── Data lines
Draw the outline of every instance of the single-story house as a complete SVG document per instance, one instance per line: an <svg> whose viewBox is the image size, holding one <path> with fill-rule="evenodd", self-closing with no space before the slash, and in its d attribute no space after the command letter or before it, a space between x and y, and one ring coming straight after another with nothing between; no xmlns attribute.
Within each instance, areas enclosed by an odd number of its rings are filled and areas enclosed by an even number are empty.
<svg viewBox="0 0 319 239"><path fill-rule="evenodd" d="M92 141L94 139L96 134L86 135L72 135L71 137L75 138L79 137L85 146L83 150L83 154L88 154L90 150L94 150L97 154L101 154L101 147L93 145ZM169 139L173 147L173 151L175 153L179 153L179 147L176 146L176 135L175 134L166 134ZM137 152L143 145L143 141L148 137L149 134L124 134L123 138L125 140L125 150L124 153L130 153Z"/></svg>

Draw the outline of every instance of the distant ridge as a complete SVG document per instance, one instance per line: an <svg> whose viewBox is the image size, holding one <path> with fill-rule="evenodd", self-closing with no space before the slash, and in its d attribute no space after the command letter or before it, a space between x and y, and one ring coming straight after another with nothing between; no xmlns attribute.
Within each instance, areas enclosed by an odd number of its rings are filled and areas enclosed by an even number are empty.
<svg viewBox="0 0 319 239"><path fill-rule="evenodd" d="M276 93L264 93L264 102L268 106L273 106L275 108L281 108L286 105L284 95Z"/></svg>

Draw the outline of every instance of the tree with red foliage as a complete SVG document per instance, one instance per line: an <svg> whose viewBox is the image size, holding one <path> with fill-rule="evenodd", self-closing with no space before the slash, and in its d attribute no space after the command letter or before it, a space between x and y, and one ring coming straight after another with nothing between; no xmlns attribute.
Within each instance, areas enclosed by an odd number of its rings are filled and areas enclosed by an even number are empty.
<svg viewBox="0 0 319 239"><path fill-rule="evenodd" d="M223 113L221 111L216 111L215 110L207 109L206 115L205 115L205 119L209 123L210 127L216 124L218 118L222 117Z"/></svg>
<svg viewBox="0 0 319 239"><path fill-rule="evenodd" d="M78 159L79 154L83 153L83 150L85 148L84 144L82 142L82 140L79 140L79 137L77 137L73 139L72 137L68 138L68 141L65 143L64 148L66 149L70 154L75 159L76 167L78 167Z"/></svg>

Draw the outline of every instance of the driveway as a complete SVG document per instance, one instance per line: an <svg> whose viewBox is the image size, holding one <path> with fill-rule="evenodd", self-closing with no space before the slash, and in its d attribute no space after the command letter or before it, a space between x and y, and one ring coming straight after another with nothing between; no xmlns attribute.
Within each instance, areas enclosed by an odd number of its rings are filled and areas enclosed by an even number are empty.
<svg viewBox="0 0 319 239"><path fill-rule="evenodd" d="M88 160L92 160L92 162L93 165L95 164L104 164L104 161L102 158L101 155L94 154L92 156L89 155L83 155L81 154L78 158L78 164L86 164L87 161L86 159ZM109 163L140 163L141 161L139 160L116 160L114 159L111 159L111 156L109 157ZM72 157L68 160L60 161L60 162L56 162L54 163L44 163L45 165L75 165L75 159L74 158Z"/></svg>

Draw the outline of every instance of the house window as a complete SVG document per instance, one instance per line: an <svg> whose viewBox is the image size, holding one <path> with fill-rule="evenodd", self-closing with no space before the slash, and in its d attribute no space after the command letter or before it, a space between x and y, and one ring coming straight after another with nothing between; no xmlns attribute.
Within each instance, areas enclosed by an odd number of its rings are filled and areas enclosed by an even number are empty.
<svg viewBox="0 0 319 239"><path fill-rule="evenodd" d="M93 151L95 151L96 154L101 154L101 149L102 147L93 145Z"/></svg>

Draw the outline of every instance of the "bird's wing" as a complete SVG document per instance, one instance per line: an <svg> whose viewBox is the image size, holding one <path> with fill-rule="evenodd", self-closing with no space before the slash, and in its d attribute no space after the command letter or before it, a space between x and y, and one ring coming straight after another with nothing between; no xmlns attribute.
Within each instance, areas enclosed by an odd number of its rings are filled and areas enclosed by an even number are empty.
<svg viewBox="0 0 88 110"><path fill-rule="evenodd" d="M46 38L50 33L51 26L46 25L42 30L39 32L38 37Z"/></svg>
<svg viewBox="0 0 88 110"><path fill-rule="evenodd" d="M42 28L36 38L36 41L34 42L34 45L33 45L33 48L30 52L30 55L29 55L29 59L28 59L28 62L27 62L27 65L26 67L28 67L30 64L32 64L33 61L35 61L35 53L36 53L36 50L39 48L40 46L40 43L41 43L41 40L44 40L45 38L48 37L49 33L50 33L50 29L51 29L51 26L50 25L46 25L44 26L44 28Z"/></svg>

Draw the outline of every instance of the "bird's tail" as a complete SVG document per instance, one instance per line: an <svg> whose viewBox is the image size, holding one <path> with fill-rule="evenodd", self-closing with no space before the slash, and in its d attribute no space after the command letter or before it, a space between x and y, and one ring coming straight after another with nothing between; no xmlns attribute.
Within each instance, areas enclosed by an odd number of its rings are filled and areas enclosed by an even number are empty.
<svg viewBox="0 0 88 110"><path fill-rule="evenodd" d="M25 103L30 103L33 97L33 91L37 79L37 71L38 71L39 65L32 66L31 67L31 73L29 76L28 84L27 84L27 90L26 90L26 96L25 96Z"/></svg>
────
• Stated exercise: How many lines of the records contain the string "tree"? Reply with the number alone.

• Task result: 1